● EXERCISES
a) In the PayPal article, what did Dan Schulman buy with Checkout with Crypto?
b) Please reproduce, word for word, the stretch of the PayPal article that opens with the words containing "President and CEO" and closes with "Bitcoin through PayPal.".

● SUPPLIED TEXT
====
One of the biggest names in crypto news at the moment is Elon Musk, with the February announcement that his major corporation Tesla, Inc. had bought $1.5 billion worth of Bitcoin, with further plans in place for Tesla consumers to purchase Musks’ products in Bitcoin in the near future. The days following this announcement and Musks’ adoption of the #Bitcoin tag on his Twitter biography, led the prices of Bitcoin to surge.
With Musk being a “supporter of Bitcoin” it was a matter of time until another one of his founding companies – PayPal Holdings Inc. – followed suit. Yesterday, 30 March, PayPal officially launched its Crypto Checkout Service whereby American consumers can make cryptocurrency purchases at PayPal’s 29 million global merchants.
The way PayPal’s Checkout with Crypto works is, consumers who obtain one of the following cryptocurrencies; Bitcoin, Litecoin, Bitcoin Cash, and Ether, can conveniently convert their cryptocurrencies into fiat currencies at check out when purchasing goods from a PayPal merchant, with no transaction fees.
Bitcoin can be seen as a circumvent against inflation and its popularity is ever-growing. Bitcoin’s value has almost doubled since the beginning of 2021, and we are seeing global financial conglomerates rally to adopt cryptocurrency purchases, with PayPal now being one of the largest.
President and CEO of PayPal Holdings Inc, Dan Schulman, is also a personal fan of Bitcoin and used Checkout with Crypto to purchase new ostrich cowboy boots, making him the proud owner of the first-ever pair of cowboy boots to be purchased in Bitcoin through PayPal.
====
● DATA PROVIDED
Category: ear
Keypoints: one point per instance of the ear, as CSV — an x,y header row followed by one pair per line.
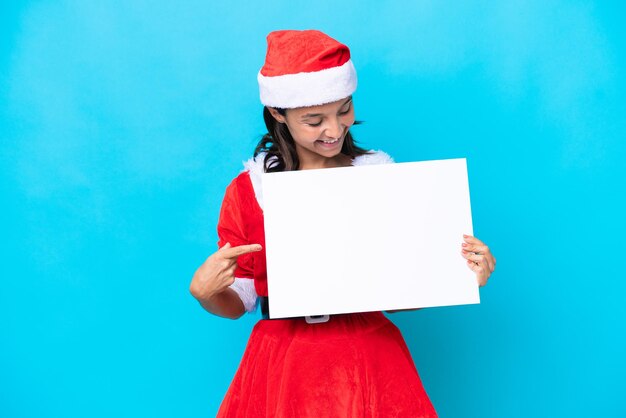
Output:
====
● OUTPUTS FOR THE TASKS
a) A pair of new ostrich cowboy boots.

b)
President and CEO of PayPal Holdings Inc, Dan Schulman, is also a personal fan of Bitcoin and used Checkout with Crypto to purchase new ostrich cowboy boots, making him the proud owner of the first-ever pair of cowboy boots to be purchased in Bitcoin through PayPal.